### DIRECTION
Can you switch "linen" to "cotton" in the part of the items that opens with the line containing "of the beige" and runs to the end of the items, then write out that part again with everything else unchanged and the pictures left out?

[Collected data entries]
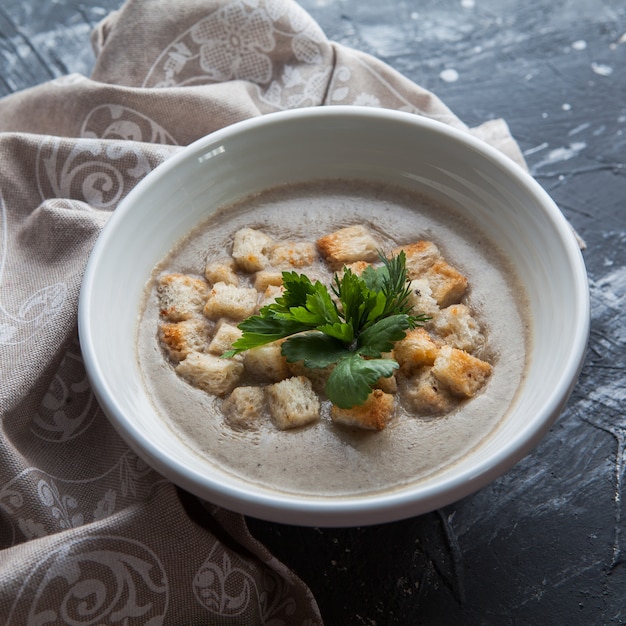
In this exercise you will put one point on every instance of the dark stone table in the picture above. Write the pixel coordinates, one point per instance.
(544, 543)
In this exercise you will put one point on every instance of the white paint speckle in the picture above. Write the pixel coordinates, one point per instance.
(602, 69)
(579, 129)
(558, 155)
(539, 148)
(449, 76)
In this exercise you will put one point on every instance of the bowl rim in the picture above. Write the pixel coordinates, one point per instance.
(350, 510)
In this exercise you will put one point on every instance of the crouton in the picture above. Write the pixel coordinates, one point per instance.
(373, 414)
(210, 373)
(270, 294)
(243, 408)
(425, 395)
(293, 403)
(181, 338)
(236, 303)
(456, 326)
(448, 285)
(221, 272)
(421, 298)
(266, 363)
(462, 373)
(388, 384)
(415, 350)
(346, 245)
(293, 254)
(419, 257)
(225, 335)
(264, 278)
(250, 249)
(181, 296)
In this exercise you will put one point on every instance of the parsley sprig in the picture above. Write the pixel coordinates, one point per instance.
(351, 331)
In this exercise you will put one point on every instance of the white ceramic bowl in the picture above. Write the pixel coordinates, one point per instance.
(351, 142)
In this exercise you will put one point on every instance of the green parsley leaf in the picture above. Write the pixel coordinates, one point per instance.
(351, 330)
(352, 380)
(316, 349)
(381, 336)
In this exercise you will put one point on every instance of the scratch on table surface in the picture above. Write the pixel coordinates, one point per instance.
(603, 407)
(19, 32)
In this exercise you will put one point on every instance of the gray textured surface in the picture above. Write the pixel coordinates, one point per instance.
(545, 544)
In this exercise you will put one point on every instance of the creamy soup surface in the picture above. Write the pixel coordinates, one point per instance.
(323, 459)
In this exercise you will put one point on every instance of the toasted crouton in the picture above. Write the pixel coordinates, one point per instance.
(221, 272)
(462, 373)
(181, 338)
(346, 245)
(456, 326)
(425, 395)
(421, 298)
(388, 384)
(210, 373)
(181, 296)
(244, 407)
(270, 294)
(293, 403)
(448, 285)
(250, 249)
(293, 254)
(266, 362)
(225, 335)
(420, 255)
(415, 350)
(374, 414)
(264, 278)
(229, 301)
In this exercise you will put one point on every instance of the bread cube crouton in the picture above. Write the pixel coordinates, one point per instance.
(270, 294)
(181, 296)
(293, 403)
(456, 326)
(181, 338)
(448, 285)
(425, 395)
(421, 298)
(236, 303)
(266, 363)
(415, 350)
(374, 414)
(267, 278)
(210, 373)
(243, 408)
(358, 267)
(221, 272)
(420, 255)
(462, 373)
(225, 335)
(388, 384)
(346, 245)
(250, 249)
(293, 254)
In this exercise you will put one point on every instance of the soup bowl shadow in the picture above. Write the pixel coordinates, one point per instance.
(413, 152)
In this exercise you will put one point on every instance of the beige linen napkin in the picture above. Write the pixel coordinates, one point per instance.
(88, 532)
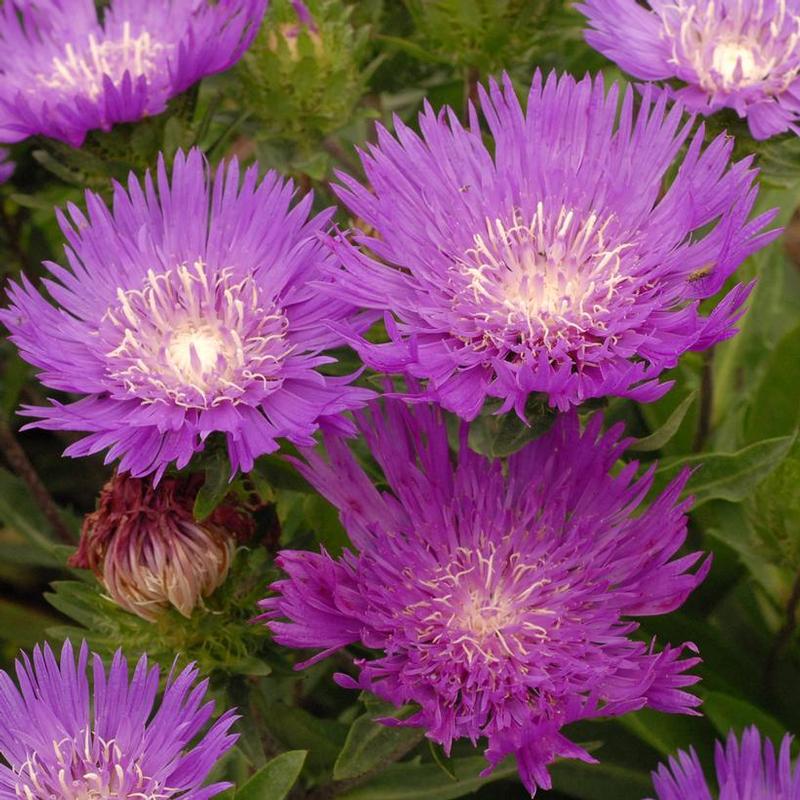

### SOLVED PROBLEM
In this exercise you will put one point on every instance of the beige cotton napkin in the picture above. Write the pixel coordinates, one point per instance.
(88, 532)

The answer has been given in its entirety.